Work task 1: In the passage on entrepreneurs and the economy, which Mumbai-born figure is listed among the 40 richest people in the world?
Work task 2: Pick up the passage on entrepreneurs and the economy after its final line about access to credit, and write the next paragraph in the same voice.

Passage provided:
◇ ◇ ◇ ◇
In poor countries the private sector might be weak, the public sector might be relatively too dominant and getting in the way, the non profit sector might be overly strained or barely existent. But even there most people work private sector jobs to put food on the table for their families. That includes the informal sector in countries like India. The informal sector of the Indian economy comprised of businesses that don’t hold licenses and don’t pay taxes is rather large. And then there is the mafia that also largely revolves around money making. In some countries of Latin America the drug mafia is so large it functions as a parallel government. The Mumbai origin Dawood Ibrahim is listed as one of the 40 richest people in the world.

In the scheme of things I think the royal throne goes to the entrepreneurs in their multitudes. Entrepreneurs are not rich, greedy people lording over the hapless. They are people who create wealth and jobs. They pay taxes with which governments invest in people’s education, health and infrastructure. Entrepreneurs literally create wealth out of thin air. Bill Gates’ 50 billion dollars is not money he stole from someone. Those 50 billion dollars simply did not exist before he came along. And good thing he is putting that money to good use through his foundation. He has been fighting poverty like he were some kind of a Maoist.

The corporation is one of the greatest inventions ever. And entrepreneurship makes sense for people in all income brackets. I am a huge fan of micro lending. Everyone deserves access to not only education and health but also credit.
◇ ◇ ◇ ◇
Information supplied:
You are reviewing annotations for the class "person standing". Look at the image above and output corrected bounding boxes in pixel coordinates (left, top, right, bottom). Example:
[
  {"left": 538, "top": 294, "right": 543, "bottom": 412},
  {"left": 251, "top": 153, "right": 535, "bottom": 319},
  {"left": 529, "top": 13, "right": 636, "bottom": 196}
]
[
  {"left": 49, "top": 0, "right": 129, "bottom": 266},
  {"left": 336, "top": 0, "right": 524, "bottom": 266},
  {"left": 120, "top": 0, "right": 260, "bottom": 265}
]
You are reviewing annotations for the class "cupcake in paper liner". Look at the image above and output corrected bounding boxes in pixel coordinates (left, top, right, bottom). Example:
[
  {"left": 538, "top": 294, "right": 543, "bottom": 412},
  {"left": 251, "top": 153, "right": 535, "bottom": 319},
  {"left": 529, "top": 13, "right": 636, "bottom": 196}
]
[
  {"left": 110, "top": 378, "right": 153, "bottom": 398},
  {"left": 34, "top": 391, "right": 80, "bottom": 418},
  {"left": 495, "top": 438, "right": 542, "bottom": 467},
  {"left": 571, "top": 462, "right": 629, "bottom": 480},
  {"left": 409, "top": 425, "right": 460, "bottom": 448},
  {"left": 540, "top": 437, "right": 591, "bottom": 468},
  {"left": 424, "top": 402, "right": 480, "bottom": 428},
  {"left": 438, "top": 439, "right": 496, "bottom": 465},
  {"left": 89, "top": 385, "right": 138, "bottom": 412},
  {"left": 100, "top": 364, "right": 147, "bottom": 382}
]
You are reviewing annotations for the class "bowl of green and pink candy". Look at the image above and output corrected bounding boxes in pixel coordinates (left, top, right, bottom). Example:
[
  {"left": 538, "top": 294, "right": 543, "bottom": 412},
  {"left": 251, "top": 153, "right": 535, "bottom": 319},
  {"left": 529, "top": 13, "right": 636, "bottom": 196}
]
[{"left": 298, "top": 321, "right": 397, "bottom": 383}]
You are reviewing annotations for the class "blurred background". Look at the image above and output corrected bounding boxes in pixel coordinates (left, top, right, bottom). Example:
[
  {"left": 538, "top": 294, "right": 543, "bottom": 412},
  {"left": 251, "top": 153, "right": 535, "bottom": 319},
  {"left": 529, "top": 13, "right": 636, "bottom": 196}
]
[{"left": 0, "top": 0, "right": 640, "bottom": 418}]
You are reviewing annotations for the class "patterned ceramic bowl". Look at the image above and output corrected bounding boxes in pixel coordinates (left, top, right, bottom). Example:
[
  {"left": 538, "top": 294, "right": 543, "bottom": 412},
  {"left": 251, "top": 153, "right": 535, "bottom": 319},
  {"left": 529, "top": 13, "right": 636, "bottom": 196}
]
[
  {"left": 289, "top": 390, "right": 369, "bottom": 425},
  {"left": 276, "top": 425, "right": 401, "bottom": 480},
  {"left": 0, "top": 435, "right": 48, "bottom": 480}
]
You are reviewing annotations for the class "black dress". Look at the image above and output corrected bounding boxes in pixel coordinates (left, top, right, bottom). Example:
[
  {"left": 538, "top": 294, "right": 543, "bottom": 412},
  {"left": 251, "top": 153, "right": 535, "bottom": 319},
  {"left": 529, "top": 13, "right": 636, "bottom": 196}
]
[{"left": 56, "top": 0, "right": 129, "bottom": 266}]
◇ ◇ ◇ ◇
Task output 1: Dawood Ibrahim

Task output 2:
Abraham Lincoln did what no entrepreneur could have: he ended slavery. And someone like Gandhi is both Lincoln and Mother Teresa. Muhammad Yunus of Bangladesh ran his enterprise like a non profit. There is no denying the role of the leaders of various sectors. But as a country like Nepal moves towards a decided economic focus, I think appreciation for entrepreneurship will have to take deep root in the culture.

A country like Nepal that has numerous communist parties and it looks like most of the major non communist parties also call themselves socialist, I think interesting concoctions can be imagined. You can have companies that are partly owned by the government, you can have companies that are majority owned by the government. But for the most part it is best if the government stays out.

A left leaning country runs the danger of wanting to kill the hen that lays the golden egg. Nehru was key to India’s independence, but he also gave the country his gift of socialism, which was well meaning, and perhaps made Cold War sense to him, but that has also meant the legacy of too much red tape and misallocated resources with India ending up with the much derided “Hindu rate of growth” for decades.

Unleashing the entrepreneurship potential of the new generation in Nepal is partly a policy challenge. Some warning signs are the mindless, xenophobic rhetoric against Foreign Direct Investment (FDI) that seems to have a permanent place among a segment of the Nepali political spectrum. The choice is clear. You can bring in foreign capital, or you can send away your workers to Dubai and Malaysia to labor in uncertain circumstances. After Baburam Bhattarai signed BIPPA, a pro FDI agreement, his own Deputy Prime Minister stood up against it to score cheap, misguided political points. I was perplexed. Hostility to FDI is a sure recipe to a perpetuation of poverty in Nepal. Is poverty what Nepali nationalism all about? As in, to lose poverty is to lose the essence of what Nepal is all about? Beats me.

China never tires of pointing out how much more FDI it attracts year after year as compared to India. FDI is not only a good thing, it is something any sensible country competes for. That includes the rich economies.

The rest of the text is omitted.